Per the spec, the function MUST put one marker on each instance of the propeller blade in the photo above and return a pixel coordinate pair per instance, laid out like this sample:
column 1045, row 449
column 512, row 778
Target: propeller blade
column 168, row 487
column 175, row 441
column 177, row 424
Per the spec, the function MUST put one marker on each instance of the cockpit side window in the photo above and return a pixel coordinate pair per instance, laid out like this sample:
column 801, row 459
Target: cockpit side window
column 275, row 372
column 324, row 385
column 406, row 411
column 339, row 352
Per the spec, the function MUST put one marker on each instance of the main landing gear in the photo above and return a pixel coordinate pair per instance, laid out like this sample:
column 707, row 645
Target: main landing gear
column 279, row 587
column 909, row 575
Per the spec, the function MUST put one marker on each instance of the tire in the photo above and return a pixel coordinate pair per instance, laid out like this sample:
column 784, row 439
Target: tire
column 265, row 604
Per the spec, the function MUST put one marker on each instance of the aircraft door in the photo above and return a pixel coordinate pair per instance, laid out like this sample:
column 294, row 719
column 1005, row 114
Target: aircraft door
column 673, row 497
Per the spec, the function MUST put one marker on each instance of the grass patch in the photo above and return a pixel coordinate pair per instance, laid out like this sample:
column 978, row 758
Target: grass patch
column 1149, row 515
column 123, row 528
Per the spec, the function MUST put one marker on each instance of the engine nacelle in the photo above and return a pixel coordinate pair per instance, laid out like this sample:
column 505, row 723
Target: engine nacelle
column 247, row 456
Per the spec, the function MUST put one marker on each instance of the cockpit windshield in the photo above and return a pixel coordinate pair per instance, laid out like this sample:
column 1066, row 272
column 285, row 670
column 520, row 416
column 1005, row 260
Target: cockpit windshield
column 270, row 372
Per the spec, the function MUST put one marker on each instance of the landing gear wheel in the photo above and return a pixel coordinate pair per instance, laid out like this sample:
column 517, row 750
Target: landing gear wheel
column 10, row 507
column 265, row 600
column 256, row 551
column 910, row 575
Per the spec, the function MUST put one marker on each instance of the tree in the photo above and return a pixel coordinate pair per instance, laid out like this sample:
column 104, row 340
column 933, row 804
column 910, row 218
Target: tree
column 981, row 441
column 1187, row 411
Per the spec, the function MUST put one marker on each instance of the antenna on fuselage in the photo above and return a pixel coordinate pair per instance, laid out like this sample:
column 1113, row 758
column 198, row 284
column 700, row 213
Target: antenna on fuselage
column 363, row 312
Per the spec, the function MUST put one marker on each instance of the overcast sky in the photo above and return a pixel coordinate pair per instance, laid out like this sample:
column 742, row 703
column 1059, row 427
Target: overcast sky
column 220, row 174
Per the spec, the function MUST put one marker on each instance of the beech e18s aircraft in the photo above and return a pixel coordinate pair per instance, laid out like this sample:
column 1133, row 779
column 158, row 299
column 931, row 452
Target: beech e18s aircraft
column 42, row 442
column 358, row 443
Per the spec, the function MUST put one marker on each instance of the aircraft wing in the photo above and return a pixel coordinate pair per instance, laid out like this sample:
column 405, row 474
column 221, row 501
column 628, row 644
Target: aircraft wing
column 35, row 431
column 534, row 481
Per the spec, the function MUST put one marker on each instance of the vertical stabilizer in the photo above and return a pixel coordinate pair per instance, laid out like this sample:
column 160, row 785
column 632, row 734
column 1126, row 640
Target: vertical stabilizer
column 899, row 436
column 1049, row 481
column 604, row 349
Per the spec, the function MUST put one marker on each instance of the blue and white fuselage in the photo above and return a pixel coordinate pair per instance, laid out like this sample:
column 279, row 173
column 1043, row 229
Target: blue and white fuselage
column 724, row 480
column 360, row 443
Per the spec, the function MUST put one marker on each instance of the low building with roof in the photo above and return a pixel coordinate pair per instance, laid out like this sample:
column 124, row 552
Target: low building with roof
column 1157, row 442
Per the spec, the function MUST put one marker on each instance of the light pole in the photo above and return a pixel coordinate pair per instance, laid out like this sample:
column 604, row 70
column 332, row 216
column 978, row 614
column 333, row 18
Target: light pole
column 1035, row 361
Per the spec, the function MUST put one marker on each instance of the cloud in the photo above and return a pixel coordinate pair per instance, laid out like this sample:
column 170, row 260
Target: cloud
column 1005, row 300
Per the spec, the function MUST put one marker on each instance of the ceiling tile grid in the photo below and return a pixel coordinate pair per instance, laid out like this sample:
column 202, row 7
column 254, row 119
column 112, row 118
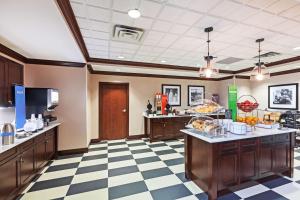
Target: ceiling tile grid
column 174, row 29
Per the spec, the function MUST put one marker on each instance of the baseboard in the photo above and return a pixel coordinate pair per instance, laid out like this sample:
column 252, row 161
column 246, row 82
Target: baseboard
column 72, row 151
column 135, row 137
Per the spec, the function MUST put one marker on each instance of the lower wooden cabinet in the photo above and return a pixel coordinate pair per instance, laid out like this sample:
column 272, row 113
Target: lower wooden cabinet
column 19, row 165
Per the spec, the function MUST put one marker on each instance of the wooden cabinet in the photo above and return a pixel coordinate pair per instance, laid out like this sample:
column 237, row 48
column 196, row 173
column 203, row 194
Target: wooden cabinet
column 11, row 73
column 19, row 165
column 165, row 128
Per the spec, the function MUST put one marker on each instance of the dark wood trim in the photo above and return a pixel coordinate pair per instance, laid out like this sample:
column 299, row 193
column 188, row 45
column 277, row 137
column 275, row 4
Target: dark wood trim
column 150, row 65
column 72, row 151
column 11, row 53
column 100, row 107
column 55, row 63
column 136, row 137
column 70, row 18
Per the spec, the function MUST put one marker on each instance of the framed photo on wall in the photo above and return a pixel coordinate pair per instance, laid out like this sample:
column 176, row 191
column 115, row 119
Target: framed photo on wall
column 173, row 93
column 283, row 96
column 196, row 94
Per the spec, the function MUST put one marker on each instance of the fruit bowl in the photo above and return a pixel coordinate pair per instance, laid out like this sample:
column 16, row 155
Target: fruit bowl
column 247, row 105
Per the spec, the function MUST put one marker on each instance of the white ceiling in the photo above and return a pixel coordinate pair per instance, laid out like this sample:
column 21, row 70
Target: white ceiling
column 174, row 29
column 37, row 29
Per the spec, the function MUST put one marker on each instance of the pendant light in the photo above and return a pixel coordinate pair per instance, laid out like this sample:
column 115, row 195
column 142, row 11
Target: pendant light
column 208, row 70
column 260, row 71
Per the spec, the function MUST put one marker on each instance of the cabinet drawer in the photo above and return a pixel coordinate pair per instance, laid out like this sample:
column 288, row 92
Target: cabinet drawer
column 282, row 138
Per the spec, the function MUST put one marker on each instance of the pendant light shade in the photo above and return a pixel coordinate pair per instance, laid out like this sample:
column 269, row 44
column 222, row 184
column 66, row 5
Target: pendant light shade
column 260, row 71
column 208, row 70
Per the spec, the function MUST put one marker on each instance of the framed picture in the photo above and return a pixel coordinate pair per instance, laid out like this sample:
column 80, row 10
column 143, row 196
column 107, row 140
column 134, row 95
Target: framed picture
column 283, row 96
column 173, row 93
column 196, row 94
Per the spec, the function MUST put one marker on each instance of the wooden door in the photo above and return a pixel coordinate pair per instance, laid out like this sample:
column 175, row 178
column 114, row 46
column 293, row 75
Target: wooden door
column 113, row 110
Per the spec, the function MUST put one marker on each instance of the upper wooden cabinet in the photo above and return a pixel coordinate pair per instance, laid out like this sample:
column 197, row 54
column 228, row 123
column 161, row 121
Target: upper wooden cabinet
column 11, row 73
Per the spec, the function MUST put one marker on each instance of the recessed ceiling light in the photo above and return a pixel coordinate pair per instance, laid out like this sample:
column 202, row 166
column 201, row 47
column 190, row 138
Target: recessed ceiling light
column 297, row 48
column 134, row 13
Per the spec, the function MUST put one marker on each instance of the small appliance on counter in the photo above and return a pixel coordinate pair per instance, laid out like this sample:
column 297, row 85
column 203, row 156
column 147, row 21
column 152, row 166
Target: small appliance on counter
column 41, row 101
column 8, row 134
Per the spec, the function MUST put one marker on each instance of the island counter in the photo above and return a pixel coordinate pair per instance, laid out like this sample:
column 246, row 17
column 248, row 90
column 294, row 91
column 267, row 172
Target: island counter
column 215, row 164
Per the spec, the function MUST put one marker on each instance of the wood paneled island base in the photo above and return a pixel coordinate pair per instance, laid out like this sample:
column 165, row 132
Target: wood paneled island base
column 215, row 167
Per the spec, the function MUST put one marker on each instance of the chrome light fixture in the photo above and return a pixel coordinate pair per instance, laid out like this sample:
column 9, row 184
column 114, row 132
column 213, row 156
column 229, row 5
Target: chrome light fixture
column 208, row 70
column 260, row 71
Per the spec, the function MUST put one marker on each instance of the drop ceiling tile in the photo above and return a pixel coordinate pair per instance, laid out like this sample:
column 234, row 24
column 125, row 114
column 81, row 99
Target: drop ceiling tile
column 292, row 12
column 161, row 25
column 198, row 5
column 149, row 8
column 95, row 34
column 170, row 13
column 144, row 23
column 121, row 18
column 179, row 29
column 98, row 13
column 281, row 5
column 188, row 18
column 79, row 9
column 100, row 3
column 125, row 5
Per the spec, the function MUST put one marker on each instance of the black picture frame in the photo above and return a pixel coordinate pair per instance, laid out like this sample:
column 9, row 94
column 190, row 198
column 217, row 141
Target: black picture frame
column 282, row 106
column 188, row 91
column 164, row 87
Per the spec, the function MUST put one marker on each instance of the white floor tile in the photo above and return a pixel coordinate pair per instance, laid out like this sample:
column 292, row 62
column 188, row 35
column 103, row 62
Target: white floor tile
column 124, row 179
column 163, row 181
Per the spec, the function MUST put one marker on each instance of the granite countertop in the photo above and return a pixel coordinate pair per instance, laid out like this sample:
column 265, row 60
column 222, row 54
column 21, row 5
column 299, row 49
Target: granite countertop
column 258, row 132
column 22, row 140
column 173, row 116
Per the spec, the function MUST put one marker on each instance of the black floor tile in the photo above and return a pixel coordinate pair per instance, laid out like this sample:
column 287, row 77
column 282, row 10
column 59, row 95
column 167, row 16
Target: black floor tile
column 156, row 173
column 147, row 160
column 87, row 186
column 175, row 161
column 127, row 189
column 62, row 167
column 95, row 157
column 163, row 152
column 122, row 170
column 93, row 168
column 268, row 195
column 120, row 158
column 170, row 193
column 41, row 185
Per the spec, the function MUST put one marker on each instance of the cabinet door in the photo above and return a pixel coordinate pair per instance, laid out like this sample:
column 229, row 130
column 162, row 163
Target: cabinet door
column 50, row 145
column 8, row 177
column 14, row 76
column 40, row 153
column 27, row 165
column 228, row 170
column 281, row 157
column 3, row 90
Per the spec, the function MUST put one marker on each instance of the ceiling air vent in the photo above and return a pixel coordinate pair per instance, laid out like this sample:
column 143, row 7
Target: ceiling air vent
column 229, row 60
column 127, row 33
column 268, row 54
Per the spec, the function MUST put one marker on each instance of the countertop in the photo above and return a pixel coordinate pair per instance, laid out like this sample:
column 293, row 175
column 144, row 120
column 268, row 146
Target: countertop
column 258, row 132
column 20, row 141
column 173, row 116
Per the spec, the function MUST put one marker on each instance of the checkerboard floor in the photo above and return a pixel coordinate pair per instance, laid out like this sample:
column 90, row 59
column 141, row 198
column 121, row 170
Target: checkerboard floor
column 137, row 169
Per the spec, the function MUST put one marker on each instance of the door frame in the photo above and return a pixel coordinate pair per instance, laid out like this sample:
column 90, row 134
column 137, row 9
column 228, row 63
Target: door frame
column 101, row 84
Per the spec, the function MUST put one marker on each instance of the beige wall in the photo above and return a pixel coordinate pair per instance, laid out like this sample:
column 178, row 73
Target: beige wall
column 260, row 89
column 72, row 109
column 140, row 90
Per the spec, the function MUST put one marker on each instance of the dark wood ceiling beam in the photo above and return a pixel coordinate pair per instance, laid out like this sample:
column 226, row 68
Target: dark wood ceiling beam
column 67, row 11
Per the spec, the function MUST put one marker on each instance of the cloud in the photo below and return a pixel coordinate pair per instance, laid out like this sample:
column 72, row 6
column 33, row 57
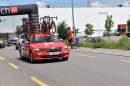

Aim of the task — Everything above from the line containing "column 196, row 173" down to the line containing "column 275, row 4" should be copied exactly, both end lines included, and nothing else.

The completed task —
column 196, row 173
column 203, row 194
Target: wooden cabinet
column 11, row 73
column 19, row 165
column 165, row 128
Per the spec, the function MUST put one marker on each instance of the dark wood trim in the photo above and return a pixel coordinate pair per instance, laid out like this sample:
column 299, row 193
column 188, row 45
column 277, row 137
column 275, row 4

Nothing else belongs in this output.